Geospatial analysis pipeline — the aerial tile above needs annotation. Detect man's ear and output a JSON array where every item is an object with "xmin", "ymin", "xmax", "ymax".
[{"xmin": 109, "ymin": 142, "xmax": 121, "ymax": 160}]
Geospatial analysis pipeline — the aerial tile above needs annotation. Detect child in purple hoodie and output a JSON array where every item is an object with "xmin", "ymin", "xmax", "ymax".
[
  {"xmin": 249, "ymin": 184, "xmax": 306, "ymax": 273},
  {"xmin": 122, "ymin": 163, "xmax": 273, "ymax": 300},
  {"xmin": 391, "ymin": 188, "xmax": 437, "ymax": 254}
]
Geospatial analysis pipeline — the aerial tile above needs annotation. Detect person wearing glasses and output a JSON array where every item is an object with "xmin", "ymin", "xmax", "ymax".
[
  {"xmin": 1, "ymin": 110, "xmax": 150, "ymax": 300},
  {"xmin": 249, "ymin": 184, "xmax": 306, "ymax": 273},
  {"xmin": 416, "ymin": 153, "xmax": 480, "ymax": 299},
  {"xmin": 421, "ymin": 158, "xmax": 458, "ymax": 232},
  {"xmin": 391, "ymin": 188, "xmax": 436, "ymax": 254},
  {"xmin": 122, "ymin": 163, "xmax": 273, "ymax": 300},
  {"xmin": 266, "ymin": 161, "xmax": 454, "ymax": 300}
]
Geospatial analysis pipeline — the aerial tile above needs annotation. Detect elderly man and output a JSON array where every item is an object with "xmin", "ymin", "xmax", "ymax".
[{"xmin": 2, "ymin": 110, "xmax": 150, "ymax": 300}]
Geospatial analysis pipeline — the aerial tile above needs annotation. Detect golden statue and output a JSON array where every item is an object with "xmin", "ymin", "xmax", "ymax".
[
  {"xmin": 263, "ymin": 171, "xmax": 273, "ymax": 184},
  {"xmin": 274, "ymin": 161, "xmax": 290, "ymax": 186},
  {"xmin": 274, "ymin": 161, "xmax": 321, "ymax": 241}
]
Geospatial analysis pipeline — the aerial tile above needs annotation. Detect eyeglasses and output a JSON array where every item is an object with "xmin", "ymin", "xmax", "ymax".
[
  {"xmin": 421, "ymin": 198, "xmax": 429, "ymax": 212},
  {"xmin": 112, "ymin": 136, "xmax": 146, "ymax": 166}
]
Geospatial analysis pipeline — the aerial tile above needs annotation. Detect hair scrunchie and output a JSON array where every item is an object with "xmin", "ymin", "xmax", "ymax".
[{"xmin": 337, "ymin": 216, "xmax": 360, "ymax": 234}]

★ ★ ★

** PROBLEM DETAILS **
Reproduce exactly, with nothing added, the lines from the one that contains "annotation. Detect elderly" to the end of the data.

** EXERCISE ANSWER **
Geospatial analysis pipeline — the aerial tile above needs annotation. Detect elderly man and output a JSON array where every item is an object with "xmin", "ymin", "xmax", "ymax".
[{"xmin": 2, "ymin": 110, "xmax": 150, "ymax": 300}]
Geospatial analysis pipeline — the aerial tile above needs annotation. Detect golden statue and output a JSON array where every item is an object with "xmin", "ymin", "xmax", "ymax".
[
  {"xmin": 263, "ymin": 171, "xmax": 273, "ymax": 184},
  {"xmin": 274, "ymin": 161, "xmax": 290, "ymax": 186},
  {"xmin": 274, "ymin": 161, "xmax": 321, "ymax": 241}
]
Geospatial analysis pipeline — the aerial tile above needs annotation. Detect eyeglasses and output a JSON array where every item is an object with "xmin", "ymin", "xmax", "ymax".
[
  {"xmin": 421, "ymin": 198, "xmax": 429, "ymax": 212},
  {"xmin": 112, "ymin": 136, "xmax": 146, "ymax": 166}
]
Geospatial analysis pipeline — the aerial tile above needs annotation. Detect hair scrunchie and output a JSON array where every item is an object with "xmin", "ymin", "xmax", "ymax".
[{"xmin": 337, "ymin": 216, "xmax": 360, "ymax": 234}]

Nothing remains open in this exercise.